§ Task statement: Pull out every line of the records below that contains the string "cloud", copying each one in full.

§ Supplied entries:
*****

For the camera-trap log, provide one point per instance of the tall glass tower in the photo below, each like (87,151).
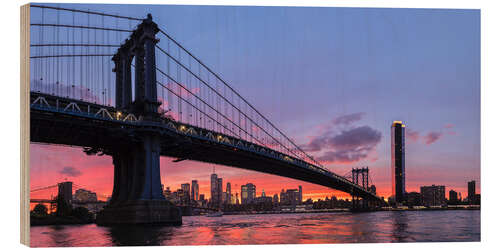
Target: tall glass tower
(398,160)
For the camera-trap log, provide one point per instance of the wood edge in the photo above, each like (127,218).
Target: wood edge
(25,127)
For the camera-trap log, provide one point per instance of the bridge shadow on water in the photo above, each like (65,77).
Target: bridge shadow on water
(135,235)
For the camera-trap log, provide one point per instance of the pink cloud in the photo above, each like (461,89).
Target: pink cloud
(432,137)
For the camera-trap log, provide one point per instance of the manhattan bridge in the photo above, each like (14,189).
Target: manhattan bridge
(122,86)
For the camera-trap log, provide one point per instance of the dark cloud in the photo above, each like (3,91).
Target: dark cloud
(70,171)
(432,137)
(449,125)
(350,145)
(412,135)
(348,119)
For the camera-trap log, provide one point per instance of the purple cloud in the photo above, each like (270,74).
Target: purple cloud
(348,119)
(70,171)
(350,145)
(432,137)
(414,136)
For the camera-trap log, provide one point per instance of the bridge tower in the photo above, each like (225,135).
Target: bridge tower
(356,172)
(137,195)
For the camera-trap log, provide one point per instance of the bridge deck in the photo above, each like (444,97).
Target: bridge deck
(56,120)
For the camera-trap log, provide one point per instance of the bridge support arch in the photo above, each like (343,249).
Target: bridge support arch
(137,195)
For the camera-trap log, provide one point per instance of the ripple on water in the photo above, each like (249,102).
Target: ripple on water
(410,226)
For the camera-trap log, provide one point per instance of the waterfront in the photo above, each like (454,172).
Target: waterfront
(344,227)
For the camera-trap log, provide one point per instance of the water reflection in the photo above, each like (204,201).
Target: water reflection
(139,235)
(400,226)
(408,226)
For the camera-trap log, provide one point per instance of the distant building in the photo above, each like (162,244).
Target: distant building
(65,191)
(263,199)
(83,196)
(398,161)
(433,195)
(276,199)
(185,196)
(291,197)
(167,193)
(471,194)
(282,196)
(219,192)
(213,189)
(247,193)
(414,199)
(373,189)
(195,190)
(300,194)
(453,197)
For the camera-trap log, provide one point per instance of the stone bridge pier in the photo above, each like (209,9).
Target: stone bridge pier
(137,195)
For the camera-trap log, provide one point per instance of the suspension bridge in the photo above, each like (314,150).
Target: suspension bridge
(122,86)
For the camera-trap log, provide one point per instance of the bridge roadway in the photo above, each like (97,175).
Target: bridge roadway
(63,121)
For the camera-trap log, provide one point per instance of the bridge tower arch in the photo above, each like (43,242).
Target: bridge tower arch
(137,196)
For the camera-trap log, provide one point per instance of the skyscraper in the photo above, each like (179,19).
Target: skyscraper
(228,189)
(65,191)
(398,160)
(247,193)
(300,194)
(433,195)
(471,188)
(219,192)
(453,197)
(195,190)
(244,194)
(185,193)
(213,188)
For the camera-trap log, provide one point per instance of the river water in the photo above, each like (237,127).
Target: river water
(346,227)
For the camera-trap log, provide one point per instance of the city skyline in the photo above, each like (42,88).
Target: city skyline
(443,129)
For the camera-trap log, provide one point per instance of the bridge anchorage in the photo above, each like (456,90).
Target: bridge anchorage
(137,195)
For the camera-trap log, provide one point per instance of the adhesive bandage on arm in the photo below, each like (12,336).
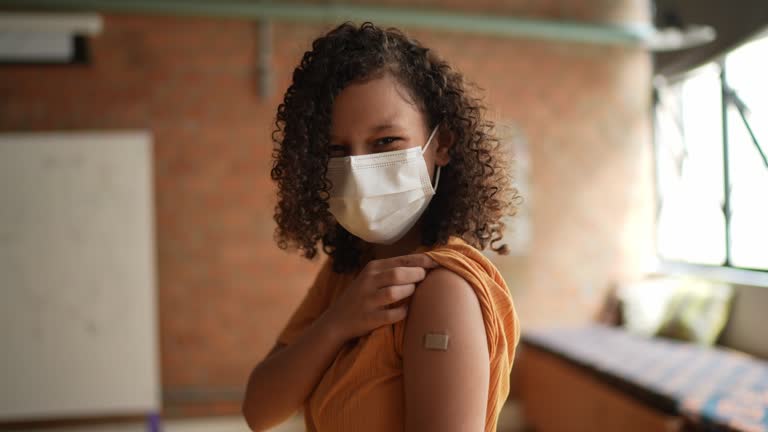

*****

§ Worked solution:
For the camera-trap log, provide one point per instance of the pink cloud in the photo above, each like (461,89).
Target: pink cloud
For the camera-trap log, provide one point per instance of the dark cloud in the photo above, each like (3,91).
Target: dark cloud
For the camera-trap log, provide one point per instance of the purple cloud in the photo above, each like (270,74).
Target: purple cloud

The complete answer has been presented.